> [TASK DETAILS]: Copy every entry word for word. Skip the pictures.

> [DATA SHOWN]:
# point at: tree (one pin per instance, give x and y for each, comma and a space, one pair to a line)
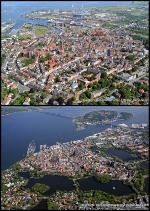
60, 100
57, 79
69, 102
50, 102
43, 95
48, 56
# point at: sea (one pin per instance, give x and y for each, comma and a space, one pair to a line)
11, 11
19, 129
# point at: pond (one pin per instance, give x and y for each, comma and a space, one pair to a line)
91, 184
61, 183
120, 153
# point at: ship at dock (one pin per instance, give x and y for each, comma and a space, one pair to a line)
31, 148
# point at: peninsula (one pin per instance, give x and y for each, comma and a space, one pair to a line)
100, 117
76, 160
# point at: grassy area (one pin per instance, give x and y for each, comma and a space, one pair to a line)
40, 30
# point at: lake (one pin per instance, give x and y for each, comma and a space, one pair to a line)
91, 184
64, 183
145, 165
41, 206
54, 182
19, 129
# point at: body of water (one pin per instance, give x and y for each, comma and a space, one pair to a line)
91, 184
145, 165
41, 206
11, 11
54, 182
63, 183
120, 153
19, 129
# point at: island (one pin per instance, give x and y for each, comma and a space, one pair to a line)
100, 117
77, 161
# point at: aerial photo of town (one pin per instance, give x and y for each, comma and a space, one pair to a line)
75, 158
74, 53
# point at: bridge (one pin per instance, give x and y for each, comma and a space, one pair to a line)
54, 114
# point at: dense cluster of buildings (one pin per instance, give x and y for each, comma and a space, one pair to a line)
76, 157
13, 197
73, 52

> [SOLUTION]:
# point at: tree (one pin per instance, give x and y for each, comma and a space, one pair to a line)
60, 100
57, 79
69, 102
50, 102
43, 95
48, 56
# point at: sea (one pin per instance, give x and y for each, comma and a space, one pair to a line)
11, 11
19, 129
# point at: pond (one pin per instance, give x and y for each, comma and a space, one pair to a line)
91, 184
61, 183
120, 153
# point at: ship at dock (one pin per instance, give x and y for each, comma and a space, one pair to a line)
31, 148
# point at: peninsula (one pin per instance, give x and y for each, comma and a space, one pair to a line)
100, 117
76, 160
# point at: grassy area (one pin per instance, give x and y for each, comma and a space, one pair to a line)
40, 30
# point at: lake (one pin per instance, give x and y for each, comma and a space, one pair to a line)
91, 184
64, 183
145, 165
41, 206
54, 182
19, 129
# point at: body of water (one pin per instance, give x and y for each, comma and a space, one pair to a line)
91, 184
145, 165
41, 206
11, 11
54, 182
63, 183
120, 153
19, 129
# point at: island (one pin per instance, give x and y for each, comma and a space, one pair to a line)
100, 117
77, 161
# point at: aerial photo of town (one pin per instance, give x and y for each, comma and a space, one pair to a line)
75, 158
74, 53
# point at: bridge (one pin per instance, give x and y for each, comma and a space, one pair to a line)
54, 114
# point at: dense cluster of buildings (one pin per instance, give x and y for each, comma and a space, one pair to a line)
76, 157
13, 197
73, 52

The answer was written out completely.